**What is needed:**
Reproduce the entries shown below only from the line with "roof with one point per instance." down to the line with "roof house with one point per instance.", keeping both end lines and copying each one exactly.

--- START ---

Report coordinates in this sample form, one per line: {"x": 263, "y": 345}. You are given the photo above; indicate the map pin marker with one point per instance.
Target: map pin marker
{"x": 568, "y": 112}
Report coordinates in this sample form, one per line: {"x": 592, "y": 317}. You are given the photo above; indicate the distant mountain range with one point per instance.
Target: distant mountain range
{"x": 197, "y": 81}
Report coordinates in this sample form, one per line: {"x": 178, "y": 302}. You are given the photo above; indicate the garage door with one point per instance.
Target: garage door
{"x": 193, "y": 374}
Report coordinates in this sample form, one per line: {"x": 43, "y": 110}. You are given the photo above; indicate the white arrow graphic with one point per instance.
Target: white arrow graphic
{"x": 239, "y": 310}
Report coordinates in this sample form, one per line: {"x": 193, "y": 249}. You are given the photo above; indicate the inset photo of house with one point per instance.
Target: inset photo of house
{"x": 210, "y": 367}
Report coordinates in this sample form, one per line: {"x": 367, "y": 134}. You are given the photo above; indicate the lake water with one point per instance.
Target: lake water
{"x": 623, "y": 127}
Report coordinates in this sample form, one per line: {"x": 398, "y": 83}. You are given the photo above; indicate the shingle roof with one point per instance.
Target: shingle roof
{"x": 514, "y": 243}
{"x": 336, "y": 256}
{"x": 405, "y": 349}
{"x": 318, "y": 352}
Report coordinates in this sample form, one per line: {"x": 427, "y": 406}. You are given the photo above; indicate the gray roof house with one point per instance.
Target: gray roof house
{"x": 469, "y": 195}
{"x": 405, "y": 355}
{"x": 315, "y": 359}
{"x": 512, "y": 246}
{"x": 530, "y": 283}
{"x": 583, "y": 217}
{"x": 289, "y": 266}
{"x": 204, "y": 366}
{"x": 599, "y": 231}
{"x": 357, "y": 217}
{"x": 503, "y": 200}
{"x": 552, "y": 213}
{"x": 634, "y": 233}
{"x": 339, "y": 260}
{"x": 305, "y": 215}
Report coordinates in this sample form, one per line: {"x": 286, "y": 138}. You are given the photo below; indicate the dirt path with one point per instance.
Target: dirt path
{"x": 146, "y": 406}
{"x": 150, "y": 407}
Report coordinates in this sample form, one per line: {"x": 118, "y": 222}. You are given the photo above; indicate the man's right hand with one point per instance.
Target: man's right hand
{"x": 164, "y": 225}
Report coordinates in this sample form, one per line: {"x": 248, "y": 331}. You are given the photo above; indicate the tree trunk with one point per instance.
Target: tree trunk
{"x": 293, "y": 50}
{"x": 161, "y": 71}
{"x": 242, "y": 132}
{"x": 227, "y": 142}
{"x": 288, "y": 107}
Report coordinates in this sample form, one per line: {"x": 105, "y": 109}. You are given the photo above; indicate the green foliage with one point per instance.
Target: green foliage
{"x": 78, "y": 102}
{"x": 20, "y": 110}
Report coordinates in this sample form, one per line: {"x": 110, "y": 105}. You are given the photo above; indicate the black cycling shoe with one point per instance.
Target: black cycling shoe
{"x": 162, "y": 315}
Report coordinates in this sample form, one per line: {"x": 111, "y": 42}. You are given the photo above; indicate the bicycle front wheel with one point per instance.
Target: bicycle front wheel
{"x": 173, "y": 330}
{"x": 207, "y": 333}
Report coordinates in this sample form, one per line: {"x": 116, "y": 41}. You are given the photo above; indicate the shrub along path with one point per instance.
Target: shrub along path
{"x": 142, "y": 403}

--- END ---

**Answer to this exercise:**
Report coordinates in this sample form, one per line: {"x": 398, "y": 83}. You are given the photo above; indicate the shingle roof with one point per instance.
Target: shingle roof
{"x": 514, "y": 243}
{"x": 336, "y": 256}
{"x": 405, "y": 349}
{"x": 318, "y": 352}
Report coordinates in this sample form, one per line: {"x": 427, "y": 406}. You are given the photo above; indicate the gray roof house with one point per instance.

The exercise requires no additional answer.